• _REQUIRED ACTION_
Write out every line of the material as it stands, apart from the pictures.

• _DATA FOR THIS TASK_
■ ■ ■ ■

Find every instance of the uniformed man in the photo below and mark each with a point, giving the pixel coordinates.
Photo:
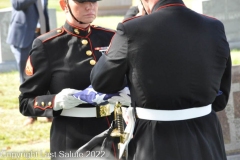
(175, 61)
(63, 58)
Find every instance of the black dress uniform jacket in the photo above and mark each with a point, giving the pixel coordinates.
(63, 58)
(173, 59)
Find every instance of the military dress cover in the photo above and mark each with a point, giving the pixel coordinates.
(173, 58)
(63, 58)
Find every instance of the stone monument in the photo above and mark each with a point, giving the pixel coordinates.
(230, 118)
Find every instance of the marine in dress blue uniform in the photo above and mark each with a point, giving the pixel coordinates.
(175, 60)
(63, 58)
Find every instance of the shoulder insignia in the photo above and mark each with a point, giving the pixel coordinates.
(29, 67)
(51, 34)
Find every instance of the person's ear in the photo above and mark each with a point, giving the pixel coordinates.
(63, 4)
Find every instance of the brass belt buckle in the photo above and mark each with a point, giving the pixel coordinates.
(103, 111)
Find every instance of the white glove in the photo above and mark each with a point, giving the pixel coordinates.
(124, 98)
(65, 100)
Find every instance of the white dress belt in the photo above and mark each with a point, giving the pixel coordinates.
(173, 115)
(86, 112)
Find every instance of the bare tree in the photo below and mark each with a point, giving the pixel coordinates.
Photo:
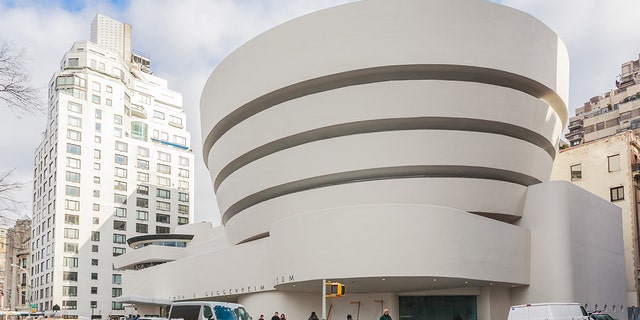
(15, 92)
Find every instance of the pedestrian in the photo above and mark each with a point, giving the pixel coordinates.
(385, 315)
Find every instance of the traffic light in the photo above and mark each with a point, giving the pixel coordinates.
(335, 289)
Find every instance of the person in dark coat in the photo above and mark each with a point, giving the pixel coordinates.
(385, 315)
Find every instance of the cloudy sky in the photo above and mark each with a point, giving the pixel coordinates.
(186, 39)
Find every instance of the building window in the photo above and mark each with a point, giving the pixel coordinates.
(180, 140)
(119, 225)
(72, 205)
(140, 131)
(142, 215)
(164, 181)
(70, 276)
(164, 168)
(74, 107)
(70, 233)
(120, 212)
(122, 146)
(120, 185)
(70, 247)
(71, 219)
(617, 193)
(162, 218)
(72, 176)
(118, 251)
(142, 228)
(142, 189)
(163, 206)
(143, 164)
(74, 121)
(74, 148)
(69, 305)
(120, 159)
(142, 202)
(614, 163)
(162, 193)
(158, 115)
(119, 238)
(72, 191)
(69, 262)
(120, 198)
(162, 230)
(143, 177)
(120, 172)
(143, 152)
(73, 163)
(74, 135)
(163, 156)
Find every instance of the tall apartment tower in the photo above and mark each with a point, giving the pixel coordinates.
(612, 112)
(115, 163)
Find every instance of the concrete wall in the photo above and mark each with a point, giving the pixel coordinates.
(577, 252)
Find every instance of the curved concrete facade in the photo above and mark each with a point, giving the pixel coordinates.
(388, 111)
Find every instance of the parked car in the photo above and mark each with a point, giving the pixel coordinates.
(208, 310)
(548, 311)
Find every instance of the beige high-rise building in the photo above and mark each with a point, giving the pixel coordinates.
(612, 112)
(115, 163)
(609, 168)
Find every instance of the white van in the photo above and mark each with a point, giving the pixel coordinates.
(207, 310)
(551, 311)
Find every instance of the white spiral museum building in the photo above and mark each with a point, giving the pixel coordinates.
(404, 149)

■ ■ ■ ■

• _RESPONSE_
Find every instance of the uniformed man in the photo below and mark each with a point, giving the pixel coordinates.
Photo:
(175, 61)
(63, 58)
Find every instance of the black dress uniform jacket in the photo above and mark each with a point, giving the pixel coordinates.
(63, 58)
(173, 59)
Find every instance of the military dress cover in the photo above and mark each with a point, giving the pixel coordinates.
(173, 58)
(63, 58)
Find every instance of the stone monument in the photo above and mark each with a point, giving the pixel coordinates.
(230, 118)
Find every instance of the marine in dress blue uniform in the photo above and mark each with a point, giving the pixel coordinates.
(175, 60)
(63, 58)
Find every instance of the shoulder insignia in the photo above and mark each with a point, giving the pixel coordinates.
(29, 67)
(51, 34)
Find every instance of the person's ear in the photo above and mark each with a point, giving the pixel coordinates.
(63, 4)
Find every instance of the brass belt buckle in the photo above and mark each with a point, giving the pixel coordinates.
(103, 111)
Find every instance of the white glove in the photo above and mark each with a point, giving the pixel coordinates.
(124, 98)
(65, 100)
Find every instance of the white dress belt in the photo above and mark each with a point, giving the pixel coordinates.
(173, 115)
(86, 112)
Find every instance of the bare tree in the photo below and mark each with a point, giving the pixel coordinates.
Photo:
(15, 92)
Find every instance of the pedestrian in the photo above and mark each with a point, giving the pixel coordinates.
(385, 315)
Find every instance of the traffic light in the photo above and mark each with a point, giving the pixel coordinates.
(335, 289)
Find every instance of the person in dark coat in the photo above and mark each with a point, giving the pixel coordinates.
(385, 315)
Find every instance of the cloudy sky in the photo above and mark each with a point, giving the pixel coordinates.
(186, 39)
Find every instance of the building window in the photo above and mark each with a point, giving the pixel coordinates.
(180, 140)
(119, 225)
(72, 205)
(140, 131)
(142, 215)
(164, 181)
(70, 276)
(164, 168)
(74, 107)
(70, 233)
(120, 212)
(122, 146)
(120, 185)
(70, 247)
(71, 219)
(617, 193)
(162, 218)
(72, 176)
(118, 251)
(142, 228)
(142, 189)
(163, 206)
(143, 164)
(74, 121)
(74, 148)
(69, 305)
(120, 159)
(142, 202)
(614, 163)
(162, 193)
(158, 115)
(119, 238)
(72, 191)
(69, 262)
(120, 198)
(162, 230)
(143, 177)
(120, 172)
(143, 152)
(73, 163)
(74, 135)
(163, 156)
Find every instance of the tall apartment tower in the photo above and mark each with a point, giving the pixel coordinates.
(612, 112)
(115, 163)
Find every instance of the concrete wall in the photo above and mark each with a point, giving the pixel coordinates.
(577, 252)
Find every instance of the curved concrete facade in the photo above and mark each with a point, giving the pixel coordinates.
(388, 111)
Find every instance of the parked car in the photo above and mark each with a point, giving the pixel coordinates.
(208, 310)
(548, 311)
Find every instance of the beige high-rise building in the photo above and mark each with a point, giving the pixel coordinates.
(612, 112)
(115, 163)
(609, 168)
Find every instance of the white van in the photo above and mark each with a point, giving the pixel coordinates.
(207, 310)
(551, 311)
Find every instance of the white spiral museum building in the photo above and mark each with a point, giving the pixel coordinates.
(404, 149)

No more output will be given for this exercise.